## Aim of the task
Reproduce the material below word for word, leaving out the pictures.

########

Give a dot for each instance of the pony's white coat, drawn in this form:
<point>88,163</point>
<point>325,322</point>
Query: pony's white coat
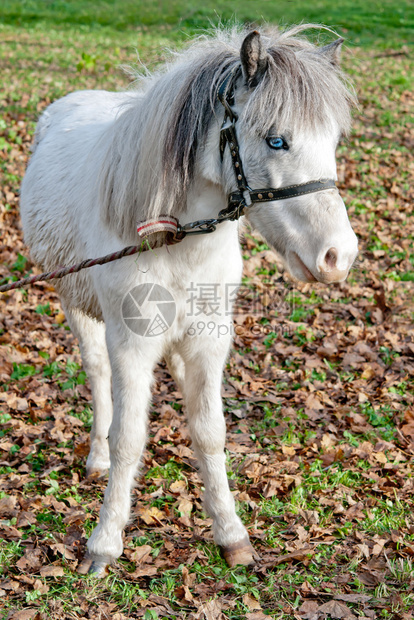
<point>103,161</point>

########

## Written reply
Give a dot for each instance of the pony's white coat, drawn in this form:
<point>88,163</point>
<point>325,322</point>
Query: pony's white coat
<point>103,161</point>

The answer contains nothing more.